Rows from a pointing dataset:
========================================

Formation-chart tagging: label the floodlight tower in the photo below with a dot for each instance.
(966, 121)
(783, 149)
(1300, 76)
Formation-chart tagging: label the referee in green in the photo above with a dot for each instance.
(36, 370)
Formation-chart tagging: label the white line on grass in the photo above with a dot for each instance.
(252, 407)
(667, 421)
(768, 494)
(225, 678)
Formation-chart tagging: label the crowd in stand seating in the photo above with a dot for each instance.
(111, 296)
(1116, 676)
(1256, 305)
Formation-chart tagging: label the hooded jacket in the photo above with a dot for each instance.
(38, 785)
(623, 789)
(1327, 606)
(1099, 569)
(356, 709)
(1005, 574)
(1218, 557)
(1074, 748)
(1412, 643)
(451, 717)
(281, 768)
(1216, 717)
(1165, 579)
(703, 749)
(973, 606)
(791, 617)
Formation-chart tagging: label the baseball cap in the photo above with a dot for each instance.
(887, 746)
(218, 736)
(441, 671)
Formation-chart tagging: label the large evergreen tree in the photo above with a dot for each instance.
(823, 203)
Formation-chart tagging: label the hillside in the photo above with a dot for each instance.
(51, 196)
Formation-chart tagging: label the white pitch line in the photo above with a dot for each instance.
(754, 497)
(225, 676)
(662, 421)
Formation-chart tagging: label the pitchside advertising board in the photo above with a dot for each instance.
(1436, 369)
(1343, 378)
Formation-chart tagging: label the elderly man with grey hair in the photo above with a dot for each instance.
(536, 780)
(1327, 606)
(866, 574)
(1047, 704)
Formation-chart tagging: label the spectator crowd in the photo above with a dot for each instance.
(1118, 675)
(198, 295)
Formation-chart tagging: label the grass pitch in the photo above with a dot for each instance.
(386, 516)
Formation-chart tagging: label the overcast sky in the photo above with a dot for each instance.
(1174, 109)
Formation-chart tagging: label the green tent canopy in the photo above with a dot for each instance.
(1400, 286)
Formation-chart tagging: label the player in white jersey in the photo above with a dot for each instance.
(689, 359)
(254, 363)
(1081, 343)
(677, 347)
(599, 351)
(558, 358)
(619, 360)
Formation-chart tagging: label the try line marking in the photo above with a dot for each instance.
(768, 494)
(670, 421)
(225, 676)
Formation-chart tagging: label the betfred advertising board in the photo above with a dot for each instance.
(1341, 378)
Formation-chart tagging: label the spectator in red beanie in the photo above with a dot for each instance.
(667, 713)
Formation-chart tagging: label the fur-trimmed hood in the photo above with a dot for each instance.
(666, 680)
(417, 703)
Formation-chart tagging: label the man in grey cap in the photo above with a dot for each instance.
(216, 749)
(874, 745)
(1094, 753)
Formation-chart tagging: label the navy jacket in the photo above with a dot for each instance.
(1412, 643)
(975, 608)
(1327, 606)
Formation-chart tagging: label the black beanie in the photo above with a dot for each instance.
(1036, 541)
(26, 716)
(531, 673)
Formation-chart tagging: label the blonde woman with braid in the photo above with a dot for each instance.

========================================

▸ Requirements:
Copy out every one of the records above, line for line, with no changes.

▸ Answer to this task:
Formation-chart tagging: label the floodlight tower in the photo below with a dot for each instance.
(966, 121)
(783, 149)
(1300, 76)
Formation-chart tagging: label the referee in green in the photo above with a dot for each instance.
(36, 370)
Formation-chart tagging: label the white line on grass in the photo above with a dot for each instance.
(252, 407)
(667, 421)
(768, 494)
(225, 678)
Formation-chart tagging: label the crowd in stand seating in the photo above with a dot for each instance.
(111, 296)
(1116, 676)
(1256, 305)
Formation-chart tagging: label the hooded jacket in the photo above with a dot for each instance.
(38, 785)
(623, 789)
(1327, 606)
(1099, 569)
(356, 709)
(1005, 574)
(1218, 557)
(1074, 748)
(1412, 643)
(451, 717)
(281, 768)
(1216, 717)
(1165, 579)
(703, 749)
(973, 606)
(791, 617)
Formation-chart tagging: label the baseball cap in the photo above with a dot for each instance.
(887, 746)
(218, 736)
(441, 671)
Formation-chart tagging: label the large evergreen tree in the photo above with a dot for each instance.
(823, 203)
Formation-chart tagging: label the hillside in the photo above with a dot for each instance.
(51, 196)
Formation-chart tagging: label the white pitch line in the photo above with a dot for each instance.
(754, 497)
(225, 676)
(662, 421)
Formation-chart tagging: label the pitchside advertising board in the photo above with a dot for each instance.
(1436, 369)
(1343, 378)
Formation-chart tagging: label the elderly man with grey hair in the photo above with a dot for each instance.
(536, 780)
(1327, 606)
(866, 574)
(1047, 704)
Formation-chart tagging: label the spectator crowd in the photo above with a dot for each instance.
(1118, 675)
(198, 295)
Formation-chart tagging: label the grass pitch in the photo above with a dot for each instance.
(386, 516)
Formation-chart tagging: label the overcast sky in the photo above with a dot for each instance.
(1174, 109)
Formation-chart tagging: label the green tent canopy in the photo above with a dot for each instance.
(1400, 286)
Formation-chart tagging: label the player in white jersey in the photo above with a dot for each instance.
(689, 359)
(254, 363)
(1081, 343)
(677, 347)
(599, 351)
(558, 358)
(619, 360)
Formation-chart tagging: label the try line marking in the photo above with a dot for each instance.
(768, 494)
(670, 421)
(225, 676)
Formation-chart tagging: label the betfred advertising board in the photo above with a dot for each instance.
(1341, 378)
Formation-chart tagging: label the spectator in red beanie in the photo above with a dot for each instance.
(667, 713)
Formation-chart tagging: label the fur-trimmed hood in the photo above with a dot for each instance.
(666, 680)
(417, 703)
Formation-chart tagging: label the man in grey cap in the photo above with a dot for each instance.
(216, 749)
(874, 745)
(1094, 753)
Formation-chart tagging: label the navy jacket in the photo above with a dot for each instance.
(1412, 643)
(975, 608)
(1327, 606)
Formation-chart tagging: label the black beanie in the photo above with a dot for each instance.
(1036, 541)
(26, 716)
(531, 673)
Formation-chart tagging: label the blonde woman with braid in the photo above with a dot for each instance.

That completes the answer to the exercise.